A national push to criminalize homelessness is impacting the state as cities and lawmakers introduce policies aimed at regulating encampments and other support for unhoused Oklahomans, legal experts say.
Efforts to criminalize homelessness through tickets, fines or arrests aren’t new, but have increased in the last few years partly as a result of the issue becoming more visible due to the COVID-19 pandemic, according to an analysis from the National Homeless Law Center.
According to the center, which has tracked legislation across the country since the 1990s, Oklahoma’s push to punish homelessness is moderate compared to other state legislatures which have passed laws forcing homeless people to get mental health treatment or attempted to ban camping on state-owned land or criminalize sleeping on sidewalks.
Still in the past few years, there’s been growing efforts across Oklahoma to regulate everything from homeless encampments to panhandling to feeding unhoused residents.
“Criminalization doesn’t work,” said Eric Tars, senior policy director for the center. “If it did, there would be no homeless people.”
According to the National Alliance to End Homelessness, Oklahoma’s unsheltered homeless population has increased by 15% over a decade. It has steadily risen since 2015. Estimates show 1,317 people were living on the streets in 2022.
Politicians said they’re feeling increasing pressure from constituents to address homelessness in their communities.
In the past two years, two GOP state lawmakers have led unsuccessful legislative efforts to address homeless encampments. Two Senate bills would have effectively banned the encampments by requiring them to comply with building codes. One of them also required cities to monitor encampments for possible contamination of city water supplies.

Lines from a data source
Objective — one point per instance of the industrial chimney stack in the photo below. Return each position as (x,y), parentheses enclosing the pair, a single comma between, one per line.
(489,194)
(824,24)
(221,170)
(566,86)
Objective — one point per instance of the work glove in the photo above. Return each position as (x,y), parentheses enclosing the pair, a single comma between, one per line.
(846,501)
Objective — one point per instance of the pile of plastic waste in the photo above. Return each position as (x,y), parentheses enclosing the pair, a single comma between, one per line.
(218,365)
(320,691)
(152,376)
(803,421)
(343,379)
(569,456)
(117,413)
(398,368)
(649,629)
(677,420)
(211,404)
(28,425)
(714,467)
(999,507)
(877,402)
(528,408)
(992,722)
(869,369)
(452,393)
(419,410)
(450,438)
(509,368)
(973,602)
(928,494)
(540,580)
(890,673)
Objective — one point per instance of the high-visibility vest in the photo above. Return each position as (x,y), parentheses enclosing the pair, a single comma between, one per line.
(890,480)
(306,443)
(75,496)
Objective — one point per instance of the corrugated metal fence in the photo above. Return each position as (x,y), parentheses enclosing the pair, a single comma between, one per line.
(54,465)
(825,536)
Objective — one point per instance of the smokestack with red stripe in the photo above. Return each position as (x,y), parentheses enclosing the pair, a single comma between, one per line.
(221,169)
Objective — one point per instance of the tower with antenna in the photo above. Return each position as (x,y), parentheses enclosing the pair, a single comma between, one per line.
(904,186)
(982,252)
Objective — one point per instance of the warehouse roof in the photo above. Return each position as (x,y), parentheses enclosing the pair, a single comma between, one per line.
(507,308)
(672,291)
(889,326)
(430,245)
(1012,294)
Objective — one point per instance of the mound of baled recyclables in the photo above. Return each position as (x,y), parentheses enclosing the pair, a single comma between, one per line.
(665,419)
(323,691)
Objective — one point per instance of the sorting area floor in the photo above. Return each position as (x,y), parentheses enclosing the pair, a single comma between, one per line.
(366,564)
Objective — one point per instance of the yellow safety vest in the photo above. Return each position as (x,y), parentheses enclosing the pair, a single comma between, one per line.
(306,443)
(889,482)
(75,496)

▶ [Exercise directions] Reproduce the portion of the article above on homelessness in Oklahoma that begins with the words "Efforts to criminalize" and ends with the words "sleeping on sidewalks.".

▶ [Result for this task]
Efforts to criminalize homelessness through tickets, fines or arrests aren’t new, but have increased in the last few years partly as a result of the issue becoming more visible due to the COVID-19 pandemic, according to an analysis from the National Homeless Law Center.
According to the center, which has tracked legislation across the country since the 1990s, Oklahoma’s push to punish homelessness is moderate compared to other state legislatures which have passed laws forcing homeless people to get mental health treatment or attempted to ban camping on state-owned land or criminalize sleeping on sidewalks.